■ What this task involves ■
Can you retype every record below exactly as written?

Point annotation records
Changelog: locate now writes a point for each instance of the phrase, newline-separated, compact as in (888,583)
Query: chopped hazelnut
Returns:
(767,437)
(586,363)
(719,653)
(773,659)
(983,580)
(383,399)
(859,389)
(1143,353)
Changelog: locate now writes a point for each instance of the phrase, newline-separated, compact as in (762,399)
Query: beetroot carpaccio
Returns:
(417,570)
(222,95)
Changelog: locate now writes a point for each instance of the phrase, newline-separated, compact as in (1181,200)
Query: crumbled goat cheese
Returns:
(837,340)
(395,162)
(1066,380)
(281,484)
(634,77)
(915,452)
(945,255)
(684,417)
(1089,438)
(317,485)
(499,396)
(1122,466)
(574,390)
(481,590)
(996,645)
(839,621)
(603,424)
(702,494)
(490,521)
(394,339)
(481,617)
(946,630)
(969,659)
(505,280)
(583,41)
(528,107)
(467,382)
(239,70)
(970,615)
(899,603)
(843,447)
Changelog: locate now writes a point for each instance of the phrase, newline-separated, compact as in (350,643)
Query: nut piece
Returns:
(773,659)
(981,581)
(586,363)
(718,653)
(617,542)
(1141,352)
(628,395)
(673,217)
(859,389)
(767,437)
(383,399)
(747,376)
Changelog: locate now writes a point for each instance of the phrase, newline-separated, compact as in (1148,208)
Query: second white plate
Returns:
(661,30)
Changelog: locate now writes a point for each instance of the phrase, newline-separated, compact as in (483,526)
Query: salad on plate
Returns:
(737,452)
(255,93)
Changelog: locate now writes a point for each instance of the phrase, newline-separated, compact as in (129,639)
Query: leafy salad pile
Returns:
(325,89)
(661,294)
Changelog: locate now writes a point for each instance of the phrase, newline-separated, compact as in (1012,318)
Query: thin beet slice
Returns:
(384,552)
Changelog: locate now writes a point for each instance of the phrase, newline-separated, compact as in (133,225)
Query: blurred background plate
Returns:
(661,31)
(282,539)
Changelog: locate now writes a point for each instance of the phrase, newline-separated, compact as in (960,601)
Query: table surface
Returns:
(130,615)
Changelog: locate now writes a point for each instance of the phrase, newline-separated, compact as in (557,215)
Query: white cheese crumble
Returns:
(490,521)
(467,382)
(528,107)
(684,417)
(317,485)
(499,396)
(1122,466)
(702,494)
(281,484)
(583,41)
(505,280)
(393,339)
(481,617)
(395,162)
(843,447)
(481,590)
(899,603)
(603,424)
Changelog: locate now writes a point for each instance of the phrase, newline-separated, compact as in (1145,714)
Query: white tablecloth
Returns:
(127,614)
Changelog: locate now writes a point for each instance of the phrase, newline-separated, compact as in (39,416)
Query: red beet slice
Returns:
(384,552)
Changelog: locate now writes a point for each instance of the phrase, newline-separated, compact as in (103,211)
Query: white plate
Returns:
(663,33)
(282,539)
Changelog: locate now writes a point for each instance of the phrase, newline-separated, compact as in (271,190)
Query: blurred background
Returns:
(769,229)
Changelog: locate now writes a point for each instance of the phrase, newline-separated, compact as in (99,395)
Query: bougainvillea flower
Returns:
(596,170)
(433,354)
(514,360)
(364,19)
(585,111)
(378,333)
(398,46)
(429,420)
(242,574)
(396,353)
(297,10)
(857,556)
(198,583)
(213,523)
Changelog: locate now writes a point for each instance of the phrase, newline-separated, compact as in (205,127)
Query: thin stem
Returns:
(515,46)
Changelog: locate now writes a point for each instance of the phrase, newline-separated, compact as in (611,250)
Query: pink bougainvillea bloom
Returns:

■ Correct result ■
Changelog: locate now writes a point for each instance of the phrase, newline-separated, compact as in (888,583)
Query: chopped hazelnut
Returns:
(767,437)
(586,363)
(719,653)
(773,659)
(983,580)
(383,399)
(859,389)
(1143,353)
Changelog: locate now writes a point for each instance of the phrase, newline-separated, compact as in (762,399)
Query: beetroot carpaccio
Returns:
(417,570)
(222,95)
Changelog: locate now writes a point for each instance of the phrase, newline-separated, compact as in (1181,200)
Query: crumbled goat cheese
Returns:
(837,340)
(395,162)
(1066,380)
(281,484)
(634,77)
(915,452)
(945,255)
(684,417)
(1089,438)
(317,485)
(499,396)
(1122,466)
(574,390)
(481,590)
(996,645)
(839,621)
(603,424)
(702,494)
(490,521)
(394,339)
(481,617)
(946,630)
(969,659)
(505,280)
(583,41)
(528,107)
(467,382)
(239,70)
(970,615)
(899,603)
(843,447)
Changelog: locate now writes a point for each instance of the phrase, newline-separated, compact as in (350,643)
Query: nut piece
Returns:
(773,659)
(981,581)
(586,363)
(718,653)
(617,542)
(1141,352)
(628,395)
(673,217)
(859,389)
(767,437)
(383,399)
(747,376)
Changelog: locate now writes a point for each instance of the phrase, newline-separated, compact as in (1148,208)
Query: second white plate
Returns:
(661,30)
Changelog: locate now writes a point for each instance of the phrase, newline-separated, compact as in (483,526)
Query: salad on plate
Returns:
(737,452)
(255,93)
Changelog: locate now writes a point for each instance of the phrase, newline-separated, compact as in (129,639)
Query: leafy salad pile
Returns:
(325,89)
(661,294)
Changelog: locate now writes a point for each instance of the phrase, newline-separated, compact as in (1012,318)
Query: thin beet slice
Returns:
(384,552)
Changelog: locate now writes a point for each instance of the phrase, newline-separated, compact as in (133,225)
Query: blurred background plate
Returns:
(661,31)
(282,539)
Changelog: locate now writes a point for each instance of the phrase, newline-separated, compact as in (960,601)
Query: table surface
Returns:
(130,615)
Changelog: locate now writes a point for each instance of the phrase, newline-separated, compact as in (557,215)
Query: white cheese crumble
Returns:
(490,521)
(467,382)
(528,107)
(684,417)
(317,485)
(499,396)
(1122,466)
(702,494)
(281,484)
(583,41)
(505,280)
(393,339)
(481,617)
(395,162)
(843,447)
(481,590)
(899,603)
(603,424)
Changelog: locate now writes a point for each instance of the phrase, newline-separated, compact as in (1145,714)
Query: white tablecloth
Returns:
(127,614)
Changelog: locate now writes a point for each instance of the phrase, newline-separated, compact as in (39,416)
Query: red beet slice
Returns:
(384,552)
Changelog: locate now writes a point for each instance of the phrase, newline-separated, compact as in (103,211)
Query: white plate
Returns:
(663,33)
(282,539)
Changelog: locate now writes a point for each instance of the phrase, newline-separated, compact as in (271,190)
Query: blurred background
Returns:
(769,229)
Changelog: locate now writes a point for each instance of the phrase, newline-separated, compact as in (99,395)
Query: bougainvillea flower
Returns:
(596,170)
(433,354)
(514,360)
(364,19)
(585,111)
(378,333)
(398,46)
(429,420)
(242,574)
(396,353)
(297,10)
(857,556)
(198,583)
(213,523)
Changelog: locate now writes a point for each instance of the phrase, newline-separated, compact as in (205,127)
Query: thin stem
Returns:
(515,46)
Changelog: locate now writes a point for each instance of the phrase, newline-separated, compact as in (611,250)
Query: pink bougainvillea bloom
Returns:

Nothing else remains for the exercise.